> _Tasks for this exercise_:
a) Rewrite the stretch of the cov pull request thread from "Why do we allow" through "with advanced uses)", switching "people" to "users" each time it occurs.
b) Carry on the cov pull request discussion from its final sentence onward.

> _Text to read_:
ENH: cov: expose correction and weights parameters#690
ENH: cov: expose correction and weights parameters#690bruAristimunha wants to merge 10 commits intodata-apis:mainfrom
Conversation
Resolves data-apis#688. Adds `axis`, `correction`, `frequency_weights`, and `weights` to `cov`, giving users control over the degrees-of-freedom correction and the observation-axis / weighted variants that `numpy.cov` and `torch.cov` already support. Naming follows array-api conventions (`axis`, `correction`) rather than numpy's (`rowvar`, `bias`, `ddof`); the docstring includes a one-to-one mapping. The delegation moves observations to the last axis via `xp.moveaxis`, collapsing `rowvar` out of the backend dispatch — only `ddof` vs `correction` differs between branches. Dask's native `cov` forces `.compute()` on a lazy scalar when any weights are given, so weighted dask inputs fall through to the generic implementation, which is fully lazy.
|
It looks like the The PR description mentions that other functions in this library already use |
| # `numpy.cov` (and cupy/dask/jax) require integer `ddof`; `torch.cov` | ||
| # requires integer `correction`. For non-integer-valued `correction`, | ||
| # fall through to the generic implementation. | ||
| integer_correction = isinstance(correction, int) or correction.is_integer() |
There was a problem hiding this comment.
Why do we allow non integer corrections in the first place? Is this to allow people to pass correction=1. instead of raising an error? Or do people really use corrections that are correction=1.234 (I'm not familiar with advanced uses)

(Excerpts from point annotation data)
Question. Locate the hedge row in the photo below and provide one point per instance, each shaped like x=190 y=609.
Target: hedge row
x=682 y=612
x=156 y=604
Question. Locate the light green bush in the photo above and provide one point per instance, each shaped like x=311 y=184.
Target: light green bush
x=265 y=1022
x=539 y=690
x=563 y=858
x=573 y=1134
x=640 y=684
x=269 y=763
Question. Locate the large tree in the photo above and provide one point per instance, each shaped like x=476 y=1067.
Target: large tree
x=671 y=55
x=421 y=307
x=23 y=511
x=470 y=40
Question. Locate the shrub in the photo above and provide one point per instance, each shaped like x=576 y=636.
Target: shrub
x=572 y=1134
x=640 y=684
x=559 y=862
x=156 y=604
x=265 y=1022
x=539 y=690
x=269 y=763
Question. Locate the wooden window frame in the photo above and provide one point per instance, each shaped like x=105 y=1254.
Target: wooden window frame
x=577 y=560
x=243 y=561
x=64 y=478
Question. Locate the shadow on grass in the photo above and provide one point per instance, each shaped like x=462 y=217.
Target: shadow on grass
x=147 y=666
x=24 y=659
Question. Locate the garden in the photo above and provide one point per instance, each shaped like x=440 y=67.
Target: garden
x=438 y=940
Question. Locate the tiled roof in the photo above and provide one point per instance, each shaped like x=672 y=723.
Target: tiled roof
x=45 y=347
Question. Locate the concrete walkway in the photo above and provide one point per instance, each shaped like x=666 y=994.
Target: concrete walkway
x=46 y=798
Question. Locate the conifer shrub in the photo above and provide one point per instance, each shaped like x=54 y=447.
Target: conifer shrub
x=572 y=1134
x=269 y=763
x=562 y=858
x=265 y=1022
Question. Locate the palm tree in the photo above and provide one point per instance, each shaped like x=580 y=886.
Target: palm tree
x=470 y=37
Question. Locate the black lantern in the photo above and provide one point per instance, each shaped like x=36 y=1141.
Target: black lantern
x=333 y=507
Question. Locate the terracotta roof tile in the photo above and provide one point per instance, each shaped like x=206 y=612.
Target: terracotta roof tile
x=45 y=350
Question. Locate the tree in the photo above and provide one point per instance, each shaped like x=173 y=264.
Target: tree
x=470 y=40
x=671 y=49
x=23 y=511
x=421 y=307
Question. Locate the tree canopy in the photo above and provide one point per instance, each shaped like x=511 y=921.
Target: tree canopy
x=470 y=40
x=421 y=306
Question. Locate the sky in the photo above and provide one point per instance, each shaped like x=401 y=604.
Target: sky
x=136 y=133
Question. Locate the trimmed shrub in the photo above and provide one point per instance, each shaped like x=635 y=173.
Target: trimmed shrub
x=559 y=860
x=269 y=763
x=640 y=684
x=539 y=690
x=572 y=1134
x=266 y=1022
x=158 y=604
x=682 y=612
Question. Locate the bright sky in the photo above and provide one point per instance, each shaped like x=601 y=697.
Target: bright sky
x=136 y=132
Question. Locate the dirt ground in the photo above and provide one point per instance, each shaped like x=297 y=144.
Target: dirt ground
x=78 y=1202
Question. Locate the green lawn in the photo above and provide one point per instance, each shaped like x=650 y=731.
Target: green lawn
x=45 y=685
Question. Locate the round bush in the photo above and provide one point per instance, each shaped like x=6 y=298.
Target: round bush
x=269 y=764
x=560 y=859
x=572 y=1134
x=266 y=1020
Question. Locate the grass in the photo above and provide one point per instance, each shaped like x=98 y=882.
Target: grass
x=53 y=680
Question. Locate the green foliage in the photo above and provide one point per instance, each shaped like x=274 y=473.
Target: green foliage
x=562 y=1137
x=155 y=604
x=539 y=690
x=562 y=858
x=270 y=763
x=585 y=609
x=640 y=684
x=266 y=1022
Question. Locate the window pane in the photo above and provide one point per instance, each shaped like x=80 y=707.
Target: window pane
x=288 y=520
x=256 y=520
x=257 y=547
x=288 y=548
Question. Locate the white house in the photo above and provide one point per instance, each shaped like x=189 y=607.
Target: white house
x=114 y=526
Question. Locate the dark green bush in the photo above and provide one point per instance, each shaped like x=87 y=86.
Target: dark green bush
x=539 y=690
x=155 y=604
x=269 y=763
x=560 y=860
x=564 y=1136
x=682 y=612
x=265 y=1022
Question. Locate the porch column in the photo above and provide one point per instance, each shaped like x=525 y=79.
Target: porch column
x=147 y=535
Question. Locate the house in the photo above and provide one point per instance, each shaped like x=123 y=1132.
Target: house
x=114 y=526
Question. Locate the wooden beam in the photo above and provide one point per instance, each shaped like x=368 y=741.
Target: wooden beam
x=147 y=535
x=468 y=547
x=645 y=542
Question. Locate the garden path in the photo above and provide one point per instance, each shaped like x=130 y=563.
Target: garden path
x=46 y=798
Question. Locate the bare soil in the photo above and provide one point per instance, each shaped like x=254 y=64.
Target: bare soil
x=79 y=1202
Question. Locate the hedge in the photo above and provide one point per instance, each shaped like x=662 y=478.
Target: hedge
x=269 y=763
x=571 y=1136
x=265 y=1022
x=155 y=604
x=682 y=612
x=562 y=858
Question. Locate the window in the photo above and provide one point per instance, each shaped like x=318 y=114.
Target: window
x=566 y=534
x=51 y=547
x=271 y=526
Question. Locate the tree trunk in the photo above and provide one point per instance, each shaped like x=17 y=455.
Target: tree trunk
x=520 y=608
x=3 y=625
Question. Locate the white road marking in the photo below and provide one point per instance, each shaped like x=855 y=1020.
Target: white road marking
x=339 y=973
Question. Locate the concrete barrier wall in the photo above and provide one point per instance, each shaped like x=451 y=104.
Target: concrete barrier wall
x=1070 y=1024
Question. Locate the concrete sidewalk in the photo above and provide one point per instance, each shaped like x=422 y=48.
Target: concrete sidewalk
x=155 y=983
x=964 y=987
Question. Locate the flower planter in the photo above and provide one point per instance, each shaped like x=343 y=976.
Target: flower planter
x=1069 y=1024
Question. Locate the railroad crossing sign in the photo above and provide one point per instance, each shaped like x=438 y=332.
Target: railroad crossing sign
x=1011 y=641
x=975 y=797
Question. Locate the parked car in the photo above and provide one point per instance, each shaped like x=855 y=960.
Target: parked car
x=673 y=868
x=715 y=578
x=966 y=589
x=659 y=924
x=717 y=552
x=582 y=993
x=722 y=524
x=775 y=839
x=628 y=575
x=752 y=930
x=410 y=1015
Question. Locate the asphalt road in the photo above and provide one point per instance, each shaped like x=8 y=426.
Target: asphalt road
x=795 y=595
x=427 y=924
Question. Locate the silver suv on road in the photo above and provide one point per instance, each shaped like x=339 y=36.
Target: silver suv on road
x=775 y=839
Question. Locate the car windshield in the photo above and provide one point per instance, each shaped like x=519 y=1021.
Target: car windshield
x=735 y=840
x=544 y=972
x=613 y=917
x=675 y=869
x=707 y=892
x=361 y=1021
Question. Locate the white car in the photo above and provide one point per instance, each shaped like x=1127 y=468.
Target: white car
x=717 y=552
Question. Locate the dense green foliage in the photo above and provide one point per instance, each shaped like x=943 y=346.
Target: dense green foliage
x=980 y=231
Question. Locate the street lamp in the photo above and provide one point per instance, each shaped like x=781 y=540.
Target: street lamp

> _Response list_:
a)
Why do we allow non integer corrections in the first place? Is this to allow users to pass correction=1. instead of raising an error? Or do users really use corrections that are correction=1.234 (I'm not familiar with advanced uses)

b)
There was a problem hiding this comment.
Here, I follow the xp.var approach to allow int and float, https://data-apis.org/array-api/latest/API_specification/generated/array_api.var.html.
Think about the case use, I don't know either. We can reduce the scope of the var and allow only integers. I think it is a good idea!
There was a problem hiding this comment.
If observations have weights, the unbiased correction is often not n-1. Instead, it depends on the sum of weights and their dispersion. Another instance where the correction is not an integer is for autocorrelated data.
One of the reasons for not using ddof was to get away from the implicit integer-encoded mental model of correction factors.
|
Hey @betatim! This was a little hard decision that I had to make, but I can be more strict with numpy if you prefer. I basically looked at what was already implemented on the API array and how they handle the parameter names that I was trying to implement. Like, for each parameter that I was trying to introduce, I checked how it was made in the past here from numpy to: the Basically, for the https://data-apis.org/array-api/latest/API_specification/generated/array_api.var.html There was a discussion on how to use correction instead of bias+ddof on these functions. Here was introduced data-apis/array-api#10, and then, later, they made some interesting discussions here: data-apis/array-api#695; it was @kgryte who led the discussion. For the case of the And for the frequency_weights and weights, it was my experience in Pyriemann that made the decisions. I think the only place that I remember using something similar was the statsmodels (freq_weights, var_weights) that uses https://www.statsmodels.org/stable/generated/statsmodels.genmod.generalized_linear_model.GLM.html#statsmodels.genmod.generalized_linear_model.GLM.freq_weights I think in scikit you guys use sample_weight more, but I can accommodate any request about this. |
betatim
left a comment
There was a problem hiding this comment.
What is your thinking on validating the weights passed in? Things like checking the shapes make sense, that they are all positive (is this actually required? how does it fit with being lazy?)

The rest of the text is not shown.